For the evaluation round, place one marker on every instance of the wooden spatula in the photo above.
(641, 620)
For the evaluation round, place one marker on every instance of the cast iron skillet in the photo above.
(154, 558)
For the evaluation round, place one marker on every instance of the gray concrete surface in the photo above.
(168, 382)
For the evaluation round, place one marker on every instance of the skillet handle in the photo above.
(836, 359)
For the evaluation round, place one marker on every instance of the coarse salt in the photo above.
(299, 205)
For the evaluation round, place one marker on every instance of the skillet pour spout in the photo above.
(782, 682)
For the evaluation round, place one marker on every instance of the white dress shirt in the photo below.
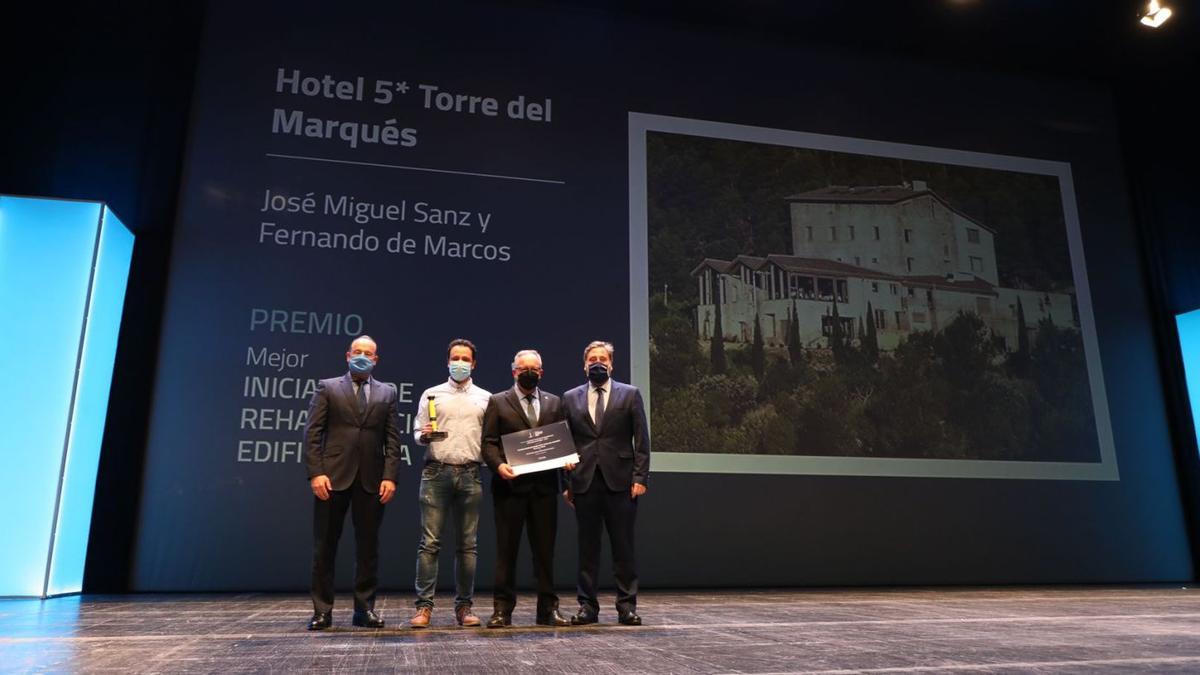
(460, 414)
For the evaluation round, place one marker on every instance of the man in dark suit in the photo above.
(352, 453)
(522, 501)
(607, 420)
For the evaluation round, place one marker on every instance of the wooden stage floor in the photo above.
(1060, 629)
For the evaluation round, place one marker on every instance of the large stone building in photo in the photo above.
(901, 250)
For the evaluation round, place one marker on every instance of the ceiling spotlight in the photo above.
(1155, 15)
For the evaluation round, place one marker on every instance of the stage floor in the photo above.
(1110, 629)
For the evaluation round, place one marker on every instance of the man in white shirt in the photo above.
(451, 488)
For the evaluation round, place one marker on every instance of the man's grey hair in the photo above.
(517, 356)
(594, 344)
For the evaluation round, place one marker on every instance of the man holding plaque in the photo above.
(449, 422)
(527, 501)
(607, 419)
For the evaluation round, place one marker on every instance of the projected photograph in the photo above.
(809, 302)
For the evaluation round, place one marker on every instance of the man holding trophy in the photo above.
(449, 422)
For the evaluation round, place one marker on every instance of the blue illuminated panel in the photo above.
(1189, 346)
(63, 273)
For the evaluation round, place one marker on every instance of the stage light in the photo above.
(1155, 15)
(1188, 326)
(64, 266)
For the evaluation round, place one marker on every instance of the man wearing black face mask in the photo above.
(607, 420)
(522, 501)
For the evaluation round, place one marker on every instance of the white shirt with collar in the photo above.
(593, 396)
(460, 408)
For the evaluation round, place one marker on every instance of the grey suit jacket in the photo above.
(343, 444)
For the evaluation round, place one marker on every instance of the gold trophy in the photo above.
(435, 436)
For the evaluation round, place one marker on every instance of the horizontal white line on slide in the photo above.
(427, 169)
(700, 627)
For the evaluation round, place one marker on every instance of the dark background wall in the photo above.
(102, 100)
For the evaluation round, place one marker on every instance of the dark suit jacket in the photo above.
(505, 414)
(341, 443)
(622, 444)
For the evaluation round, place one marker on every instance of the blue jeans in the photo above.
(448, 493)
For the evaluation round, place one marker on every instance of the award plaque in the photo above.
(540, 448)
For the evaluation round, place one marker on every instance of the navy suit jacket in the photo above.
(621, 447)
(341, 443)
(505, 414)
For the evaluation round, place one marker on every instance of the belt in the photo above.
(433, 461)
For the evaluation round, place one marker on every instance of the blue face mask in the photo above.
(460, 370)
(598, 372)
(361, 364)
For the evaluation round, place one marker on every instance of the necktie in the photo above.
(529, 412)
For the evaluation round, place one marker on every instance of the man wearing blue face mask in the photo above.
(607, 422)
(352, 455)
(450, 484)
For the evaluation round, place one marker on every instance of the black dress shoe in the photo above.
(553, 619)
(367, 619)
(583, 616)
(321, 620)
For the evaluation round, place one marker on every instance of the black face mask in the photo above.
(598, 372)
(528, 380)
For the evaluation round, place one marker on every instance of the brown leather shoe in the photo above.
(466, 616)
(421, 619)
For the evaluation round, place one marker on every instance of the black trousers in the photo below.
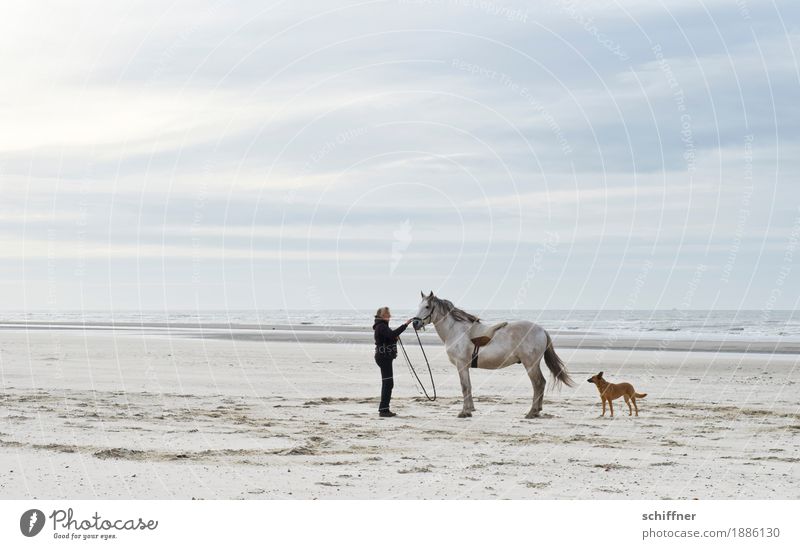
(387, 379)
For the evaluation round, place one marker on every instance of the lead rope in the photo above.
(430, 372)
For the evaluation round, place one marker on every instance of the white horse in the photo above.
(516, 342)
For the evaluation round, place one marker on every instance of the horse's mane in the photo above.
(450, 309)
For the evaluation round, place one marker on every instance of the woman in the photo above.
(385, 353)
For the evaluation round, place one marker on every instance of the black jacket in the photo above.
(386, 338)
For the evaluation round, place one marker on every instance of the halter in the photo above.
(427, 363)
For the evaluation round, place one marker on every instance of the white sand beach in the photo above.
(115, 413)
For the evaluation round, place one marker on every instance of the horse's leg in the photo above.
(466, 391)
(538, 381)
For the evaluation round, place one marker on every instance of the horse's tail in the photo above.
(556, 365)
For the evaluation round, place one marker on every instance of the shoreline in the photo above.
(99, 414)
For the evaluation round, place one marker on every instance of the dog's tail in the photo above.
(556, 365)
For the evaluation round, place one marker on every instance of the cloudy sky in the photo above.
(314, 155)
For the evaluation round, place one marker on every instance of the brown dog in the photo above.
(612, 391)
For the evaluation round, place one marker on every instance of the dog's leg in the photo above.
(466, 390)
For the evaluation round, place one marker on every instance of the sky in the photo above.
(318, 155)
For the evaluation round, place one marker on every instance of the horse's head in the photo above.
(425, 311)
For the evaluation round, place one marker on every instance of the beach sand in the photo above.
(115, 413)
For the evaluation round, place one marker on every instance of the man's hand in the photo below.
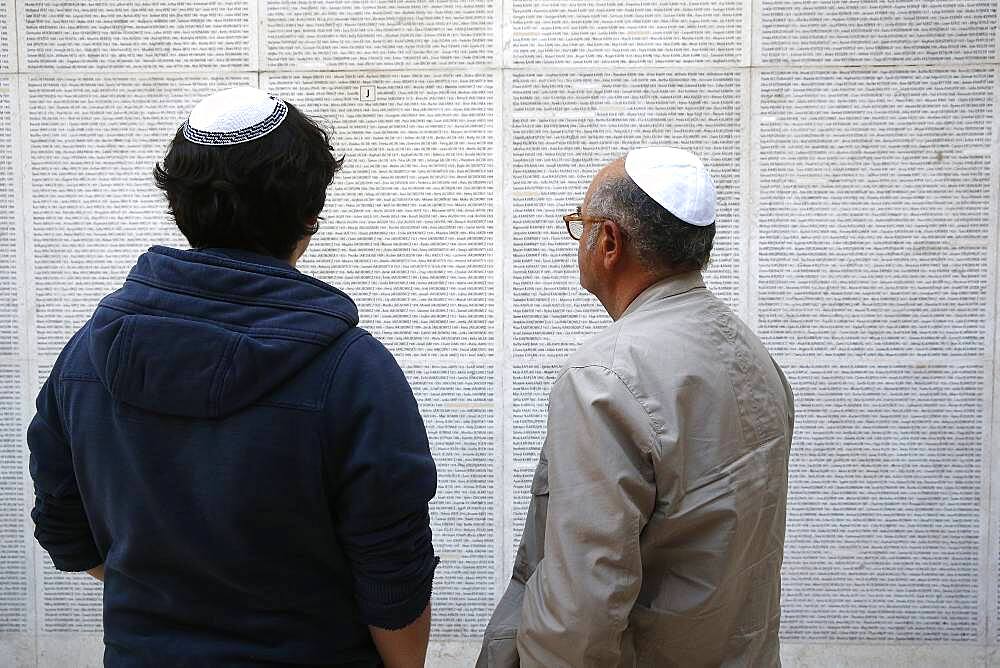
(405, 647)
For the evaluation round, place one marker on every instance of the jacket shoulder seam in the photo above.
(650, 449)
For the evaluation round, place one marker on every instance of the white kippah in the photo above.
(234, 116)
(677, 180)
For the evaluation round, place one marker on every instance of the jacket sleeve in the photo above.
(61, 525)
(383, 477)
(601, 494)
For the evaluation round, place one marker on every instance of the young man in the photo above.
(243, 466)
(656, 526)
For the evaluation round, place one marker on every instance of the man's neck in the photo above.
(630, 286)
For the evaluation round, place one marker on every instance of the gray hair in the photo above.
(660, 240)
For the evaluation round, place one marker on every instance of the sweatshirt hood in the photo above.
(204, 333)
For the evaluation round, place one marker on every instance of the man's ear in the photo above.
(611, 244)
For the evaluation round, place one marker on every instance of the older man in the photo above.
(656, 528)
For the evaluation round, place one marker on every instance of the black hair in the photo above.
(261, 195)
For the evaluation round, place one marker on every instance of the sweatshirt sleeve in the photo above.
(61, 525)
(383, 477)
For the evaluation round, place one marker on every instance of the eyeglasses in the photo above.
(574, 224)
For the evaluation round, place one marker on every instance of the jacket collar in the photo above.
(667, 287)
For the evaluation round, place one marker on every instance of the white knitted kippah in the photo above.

◆ **The request**
Please turn the records above into a numbered list, one line per item, with blank lines left out and the pictures omitted.

◆ **Exercise solution**
1. For the evaluation round, place one marker on every instance of the wooden spatula in the photo above.
2. (641, 620)
3. For the evaluation round, place one marker on every instance of the cast iron skillet in the photo above.
4. (154, 558)
5. For the evaluation round, place one marker on every instance of the gray concrete surface in the photo above.
6. (168, 382)
7. For the evaluation round, place one marker on every instance of the skillet handle in the photo above.
8. (836, 359)
9. For the evaluation round, place one marker on every instance of the coarse salt in the photo above.
10. (299, 205)
11. For the evaluation round, place one marker on every instance of the skillet pour spout in the photo above.
12. (782, 682)
13. For the evaluation round, place one marker on every instance of the white dress shirt in the photo below.
14. (460, 414)
15. For the evaluation round, place one marker on every instance of the man in dark suit in the photo above.
16. (352, 453)
17. (522, 501)
18. (607, 420)
19. For the evaluation round, place one marker on every instance of the wooden stage floor in the photo above.
20. (1060, 629)
21. For the evaluation round, place one marker on every instance of the large stone building in photo in the photo above.
22. (901, 250)
23. For the evaluation round, place one marker on every instance of the ceiling spotlight in the photo above.
24. (1155, 15)
25. For the evaluation round, place one marker on every instance of the stage floor in the photo above.
26. (1110, 629)
27. For the evaluation round, place one marker on every instance of the man in white shirt in the photo above.
28. (451, 488)
29. For the evaluation round, place one marker on every instance of the man's grey hair in the photo above.
30. (517, 356)
31. (594, 344)
32. For the evaluation round, place one marker on every instance of the man holding plaque in the photo above.
33. (449, 422)
34. (527, 501)
35. (607, 419)
36. For the evaluation round, place one marker on every instance of the projected photograph in the photo above.
37. (809, 302)
38. For the evaluation round, place one marker on every instance of the man holding trophy in the photo above.
39. (449, 422)
40. For the evaluation round, place one marker on every instance of the blue illuminated panel in the photo above.
41. (1189, 346)
42. (63, 273)
43. For the evaluation round, place one marker on every instance of the stage light in the photo above.
44. (1155, 15)
45. (1188, 326)
46. (64, 266)
47. For the evaluation round, place one marker on every instance of the man wearing black face mask in the photo above.
48. (607, 420)
49. (522, 501)
50. For the evaluation round, place one marker on every instance of the white shirt with collar in the photo above.
51. (593, 396)
52. (460, 408)
53. For the evaluation round, place one marker on every instance of the grey suit jacket in the photo above.
54. (343, 444)
55. For the evaluation round, place one marker on every instance of the gold trophy in the photo above.
56. (435, 436)
57. For the evaluation round, place one marker on every instance of the horizontal white line on slide in the photo above.
58. (427, 169)
59. (700, 627)
60. For the evaluation round, place one marker on every instance of the dark background wall in the photo above.
61. (102, 100)
62. For the evaluation round, place one marker on every instance of the dark suit jacket in the photo above.
63. (505, 414)
64. (341, 443)
65. (622, 444)
66. For the evaluation round, place one marker on every instance of the blue jeans in the photo above.
67. (448, 493)
68. For the evaluation round, place one marker on every instance of the award plaque in the photo above.
69. (540, 448)
70. For the evaluation round, place one marker on every instance of the navy suit jacket in the photo above.
71. (621, 447)
72. (341, 443)
73. (505, 414)
74. For the evaluation round, place one marker on every instance of the belt in the photo above.
75. (433, 461)
76. For the evaluation round, place one marker on every instance of the blue face mask in the photo above.
77. (460, 370)
78. (598, 372)
79. (361, 364)
80. For the evaluation round, place one marker on every instance of the necktie in the photo above.
81. (529, 412)
82. For the evaluation round, place one marker on every instance of the man wearing blue face mask in the photo above.
83. (607, 422)
84. (352, 455)
85. (450, 484)
86. For the evaluation round, place one marker on every instance of the black dress shoe in the photo above.
87. (553, 619)
88. (367, 619)
89. (583, 616)
90. (321, 620)
91. For the evaluation round, place one marker on every instance of the black face mask in the photo above.
92. (598, 372)
93. (528, 380)
94. For the evaluation round, place one marker on every instance of the brown leather shoe in the photo above.
95. (466, 616)
96. (421, 619)
97. For the evaluation round, place one marker on every instance of the black trousers in the photo below.
98. (387, 379)
99. For the evaluation round, place one marker on every instance of the lead rope in the photo above.
100. (430, 372)
101. For the evaluation round, place one marker on every instance of the white horse in the photo above.
102. (516, 342)
103. For the evaluation round, place one marker on every instance of the horse's mane in the photo above.
104. (450, 309)
105. For the evaluation round, place one marker on every instance of the woman in the photo above.
106. (385, 353)
107. For the evaluation round, place one marker on every instance of the black jacket in the photo above.
108. (386, 338)
109. For the evaluation round, place one marker on every instance of the halter in the photo above.
110. (427, 363)
111. For the evaluation round, place one marker on every instance of the white sand beach in the photo above.
112. (115, 413)
113. For the evaluation round, place one marker on every instance of the horse's leg in the photo above.
114. (466, 391)
115. (538, 381)
116. For the evaluation round, place one marker on every instance of the horse's tail in the photo above.
117. (556, 365)
118. For the evaluation round, place one marker on every instance of the shoreline in the photo above.
119. (99, 414)
120. For the evaluation round, place one marker on every instance of the dog's tail in the photo above.
121. (556, 365)
122. For the evaluation round, place one marker on every instance of the cloudy sky in the photo above.
123. (314, 155)
124. For the evaluation round, place one marker on every instance of the brown dog in the photo above.
125. (612, 391)
126. For the evaluation round, place one marker on every instance of the dog's leg in the photo above.
127. (466, 390)
128. For the evaluation round, place one marker on every instance of the sky in the photo above.
129. (318, 155)
130. For the evaluation round, place one marker on every instance of the horse's head in the photo above.
131. (425, 311)
132. For the evaluation round, place one marker on every instance of the beach sand in the photo above.
133. (115, 413)
134. For the evaluation round, place one marker on every instance of the man's hand in the photo below.
135. (405, 647)
136. For the evaluation round, place one marker on every instance of the jacket shoulder seam in the photo above.
137. (650, 449)
138. For the evaluation round, place one marker on every instance of the white kippah in the photo above.
139. (234, 116)
140. (677, 180)
141. For the evaluation round, place one marker on every instance of the jacket sleeve in the photo above.
142. (61, 525)
143. (383, 477)
144. (601, 494)
145. For the evaluation round, place one marker on every instance of the young man in the photo above.
146. (243, 466)
147. (656, 526)
148. For the evaluation round, place one marker on every instance of the man's neck in the photo above.
149. (630, 286)
150. For the evaluation round, place one marker on every instance of the gray hair in the photo above.
151. (660, 240)
152. For the evaluation round, place one marker on every instance of the sweatshirt hood in the photo above.
153. (204, 333)
154. For the evaluation round, place one marker on every instance of the man's ear in the photo above.
155. (611, 244)
156. For the evaluation round, place one marker on every instance of the older man in the photo above.
157. (656, 528)
158. For the evaluation round, place one marker on every instance of the black hair in the photo above.
159. (261, 195)
160. For the evaluation round, place one marker on every instance of the sweatshirt sleeve in the photo above.
161. (61, 525)
162. (383, 477)
163. For the evaluation round, place one marker on every instance of the eyeglasses in the photo above.
164. (574, 224)
165. For the evaluation round, place one marker on every instance of the jacket collar in the photo above.
166. (667, 287)
167. For the evaluation round, place one marker on every instance of the white knitted kippah in the photo above.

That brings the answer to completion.